▶ WRITTEN REQUEST A: In the extract about the recording screen, why is the sound waveform changed gradually into the speech zone bar instead of all at once? Answer in one to three sentences.

▶ EXTRACT:
########################################

When the sound waveform 503 is replaced by the speech zone bar 502, the sound waveform 503 is not switched instantly, but is gradually switched from a waveform display to a bar display. In this way, the current power is displayed as the sound waveform 503 at the right end, and the display is flowed from right to left and updated. Since the waveform is continuously or seamlessly changed and converges into a bar, the user will not feel the display to be unnatural when he/she is observing it.
In the upper left side of the screen, the record name (the indication “New Record” in the initial state) and the date and time are displayed. In the upper central portion of the screen, the recording time (which may be an absolute time but here, an elapsed time from the start of recording) (for example, “00:50:02” indicating 00 hour, 50 minutes, 02 seconds) is displayed. In the upper right side of the screen, the speaker icons 512 are displayed. When the speaker who is now speaking is specified, a speech mark 514 is displayed under the icon of the corresponding speaker. At the place below the speech zone bar 502, a time axis graduated in increments of 10 seconds is displayed.

########################################

▶ GIVEN DATA:
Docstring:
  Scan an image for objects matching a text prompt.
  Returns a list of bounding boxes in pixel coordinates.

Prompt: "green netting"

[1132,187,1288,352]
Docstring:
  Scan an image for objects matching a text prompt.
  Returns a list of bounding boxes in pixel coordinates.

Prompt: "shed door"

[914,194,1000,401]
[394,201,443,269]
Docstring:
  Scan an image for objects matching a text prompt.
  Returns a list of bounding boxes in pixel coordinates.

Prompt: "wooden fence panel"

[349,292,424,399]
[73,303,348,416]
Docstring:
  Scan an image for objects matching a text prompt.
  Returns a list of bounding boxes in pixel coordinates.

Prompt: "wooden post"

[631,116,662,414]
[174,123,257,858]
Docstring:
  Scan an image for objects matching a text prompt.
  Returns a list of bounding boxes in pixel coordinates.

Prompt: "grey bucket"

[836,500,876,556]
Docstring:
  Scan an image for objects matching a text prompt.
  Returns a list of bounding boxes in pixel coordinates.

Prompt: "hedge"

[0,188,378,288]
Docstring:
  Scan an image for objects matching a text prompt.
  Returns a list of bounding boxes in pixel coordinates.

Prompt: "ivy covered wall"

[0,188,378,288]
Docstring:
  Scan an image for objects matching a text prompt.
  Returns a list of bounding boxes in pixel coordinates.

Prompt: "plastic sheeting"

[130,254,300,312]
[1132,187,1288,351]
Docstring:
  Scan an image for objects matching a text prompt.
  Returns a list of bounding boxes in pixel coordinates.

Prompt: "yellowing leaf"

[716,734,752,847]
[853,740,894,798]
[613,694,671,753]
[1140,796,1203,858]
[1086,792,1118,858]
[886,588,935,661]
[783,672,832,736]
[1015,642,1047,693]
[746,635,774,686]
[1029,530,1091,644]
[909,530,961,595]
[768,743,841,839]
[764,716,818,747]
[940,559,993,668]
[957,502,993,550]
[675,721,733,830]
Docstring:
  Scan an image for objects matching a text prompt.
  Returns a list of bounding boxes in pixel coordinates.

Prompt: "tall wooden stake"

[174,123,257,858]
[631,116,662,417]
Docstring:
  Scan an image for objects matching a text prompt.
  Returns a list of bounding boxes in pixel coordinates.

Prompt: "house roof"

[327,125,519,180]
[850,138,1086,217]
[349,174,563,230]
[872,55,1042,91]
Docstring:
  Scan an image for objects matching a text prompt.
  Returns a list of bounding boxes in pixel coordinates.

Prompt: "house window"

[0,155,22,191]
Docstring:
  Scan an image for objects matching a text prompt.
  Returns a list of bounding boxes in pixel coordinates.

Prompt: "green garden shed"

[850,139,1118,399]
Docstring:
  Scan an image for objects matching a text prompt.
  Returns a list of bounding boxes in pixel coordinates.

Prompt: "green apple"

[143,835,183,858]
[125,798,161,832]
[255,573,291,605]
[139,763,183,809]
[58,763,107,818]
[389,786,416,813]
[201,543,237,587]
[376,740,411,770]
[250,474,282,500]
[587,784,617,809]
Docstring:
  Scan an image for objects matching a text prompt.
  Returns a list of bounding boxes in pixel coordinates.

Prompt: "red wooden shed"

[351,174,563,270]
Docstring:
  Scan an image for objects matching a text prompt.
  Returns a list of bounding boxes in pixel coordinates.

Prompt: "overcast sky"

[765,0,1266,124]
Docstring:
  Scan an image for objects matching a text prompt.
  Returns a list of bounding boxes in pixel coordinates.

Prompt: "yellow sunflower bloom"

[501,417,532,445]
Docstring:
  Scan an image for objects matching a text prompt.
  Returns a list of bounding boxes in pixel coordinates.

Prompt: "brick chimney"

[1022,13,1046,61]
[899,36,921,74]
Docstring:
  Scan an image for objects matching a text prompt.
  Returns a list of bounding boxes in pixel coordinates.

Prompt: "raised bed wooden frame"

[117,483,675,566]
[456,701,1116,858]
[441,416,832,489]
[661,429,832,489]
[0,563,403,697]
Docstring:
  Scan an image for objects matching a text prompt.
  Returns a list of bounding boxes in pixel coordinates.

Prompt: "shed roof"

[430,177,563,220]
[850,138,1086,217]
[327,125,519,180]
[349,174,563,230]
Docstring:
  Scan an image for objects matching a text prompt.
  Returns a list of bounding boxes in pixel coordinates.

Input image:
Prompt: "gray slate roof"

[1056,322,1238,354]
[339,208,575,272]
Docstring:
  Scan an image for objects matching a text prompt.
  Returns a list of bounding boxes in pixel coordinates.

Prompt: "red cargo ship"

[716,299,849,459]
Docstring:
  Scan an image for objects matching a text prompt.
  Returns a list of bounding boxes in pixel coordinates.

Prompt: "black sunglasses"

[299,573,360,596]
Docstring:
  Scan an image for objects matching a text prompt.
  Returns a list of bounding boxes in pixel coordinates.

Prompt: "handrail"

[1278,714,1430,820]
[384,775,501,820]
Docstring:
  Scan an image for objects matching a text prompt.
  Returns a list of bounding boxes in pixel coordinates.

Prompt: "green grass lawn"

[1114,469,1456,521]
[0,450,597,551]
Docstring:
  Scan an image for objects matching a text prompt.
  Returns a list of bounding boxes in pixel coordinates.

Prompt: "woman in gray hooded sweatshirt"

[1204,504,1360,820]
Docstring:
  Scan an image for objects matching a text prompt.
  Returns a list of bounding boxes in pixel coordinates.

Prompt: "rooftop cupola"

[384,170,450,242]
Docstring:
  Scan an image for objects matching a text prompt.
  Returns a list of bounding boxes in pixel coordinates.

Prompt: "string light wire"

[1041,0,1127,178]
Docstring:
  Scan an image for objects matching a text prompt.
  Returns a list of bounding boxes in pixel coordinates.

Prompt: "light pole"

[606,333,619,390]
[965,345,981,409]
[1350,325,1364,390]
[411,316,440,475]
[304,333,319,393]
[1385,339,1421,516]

########################################

▶ WRITTEN REQUEST B: Find every line of the records that contains the word "house", and copy each of those lines. Case counts.

▶ WRITTEN REPLY A: The waveform changes continuously and converges into a bar instead of switching instantly. Because of this, the user will not feel that the display is unnatural while watching it.

▶ WRITTEN REPLY B:
Prompt: "house roof"
Prompt: "house window"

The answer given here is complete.